WRITTEN EXERCISE A: Please convert the records, starting with the line that contains "Every instance of the armchair wooden frame" and going on through the line that contains "(137, 1211)", into a numbered list with blank lines left out.

TEXT SECTION:
⁂
DEVELOPING BRIEFS THAT BRIDGE THE GAP IN UNDERSTANDING AMONG RESEARCHERS AND PRACTITIONERS/POLICYMAKERS

Jessica Holter | Tennessee Education Research Alliance

Volume 1 Issue 3 (2019), pp. 14-15

Education researchers and those in the practice/policy space often do not speak the same language, making it very challenging to build a shared understanding around the findings and implications of important research studies. Researchers tend to focus on how a particular study advances the field, while practitioners and policymakers often want to know how research can inform specific actions to solve pressing problems. This disconnect is one reason why writing a useful research brief is so difficult. In research-practice partnerships (RPPs), where people from different backgrounds with varying types of expertise must work together to advance the aims of all partners involved, this disconnect is especially challenging — but it’s also the ideal place to develop processes for briefs given the collaborative nature of the work.

At the Tennessee Education Research Alliance (TERA), we’ve been partnering with Jeff Archer of Knowledge Design Partners to experiment with structures and processes that better facilitate partnership interactions to result in research briefs that are both useful and clear to all partners. One process to emerge from this work is the “Initial Interview,” a structured conversation with a researcher about the key takeaways from a specific study, guided by a set of questions designed to prompt the researcher to formulate explanations meant for a policymaker or practitioner audience—such as our partners at the Tennessee Department of Education. These interviews are now a crucial step in our process of writing a non-technical research brief based on a technical paper. Here we share how this process came about and more importantly, how it’s helping us engage multiple audiences with our research more effectively.

Continuous Improvement

The Initial Interviews grew out of a realization that our old process for developing briefs was inefficient, and often trying to those involved. As many RPPs do, we struggled with how to communicate research findings in ways that stay true to what the research actually says but that are also accessible and actionable to those whose on-the-ground work we aim to inform. As a result, early TERA briefs would go through endless cycles of revisions with the researchers as TERA graduate students and staff (tasked with actually writing the brief) worked to tease out the important findings and implications from the associated studies. Even still, some of these early briefs did not connect with policymaker/practitioner audiences or clearly provide the value we had hoped they would.
⁂
LISTED RECORDS:
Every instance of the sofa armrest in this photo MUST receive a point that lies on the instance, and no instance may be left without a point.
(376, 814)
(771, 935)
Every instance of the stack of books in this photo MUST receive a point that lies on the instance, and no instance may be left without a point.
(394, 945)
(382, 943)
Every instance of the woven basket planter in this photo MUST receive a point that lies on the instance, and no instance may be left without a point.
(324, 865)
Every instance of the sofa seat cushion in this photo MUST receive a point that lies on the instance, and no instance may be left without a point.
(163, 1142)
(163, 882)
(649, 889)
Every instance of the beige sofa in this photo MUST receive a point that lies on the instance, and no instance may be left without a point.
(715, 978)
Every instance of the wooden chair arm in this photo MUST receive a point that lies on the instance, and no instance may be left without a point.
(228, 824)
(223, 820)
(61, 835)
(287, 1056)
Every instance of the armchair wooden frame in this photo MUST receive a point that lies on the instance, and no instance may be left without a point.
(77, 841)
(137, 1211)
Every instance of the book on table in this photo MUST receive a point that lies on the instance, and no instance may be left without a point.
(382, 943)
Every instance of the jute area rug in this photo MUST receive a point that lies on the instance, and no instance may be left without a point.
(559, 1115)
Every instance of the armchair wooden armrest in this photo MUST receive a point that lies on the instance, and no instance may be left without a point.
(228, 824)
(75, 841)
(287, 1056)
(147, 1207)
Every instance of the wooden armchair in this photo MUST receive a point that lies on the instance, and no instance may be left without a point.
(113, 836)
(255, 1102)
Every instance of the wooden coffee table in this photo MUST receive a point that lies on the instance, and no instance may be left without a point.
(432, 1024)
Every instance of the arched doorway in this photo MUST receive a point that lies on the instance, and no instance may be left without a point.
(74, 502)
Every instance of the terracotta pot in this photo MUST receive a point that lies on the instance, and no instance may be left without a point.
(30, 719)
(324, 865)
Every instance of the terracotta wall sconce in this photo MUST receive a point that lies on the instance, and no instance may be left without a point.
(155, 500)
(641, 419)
⁂
WRITTEN EXERCISE B: List every organization named in the text on research briefs.

TASK RESPONSE A:
1. Every instance of the armchair wooden frame in this photo MUST receive a point that lies on the instance, and no instance may be left without a point.
2. (77, 841)
3. (137, 1211)

TASK RESPONSE B:
- Tennessee Education Research Alliance (TERA)
- Knowledge Design Partners
- Tennessee Department of Education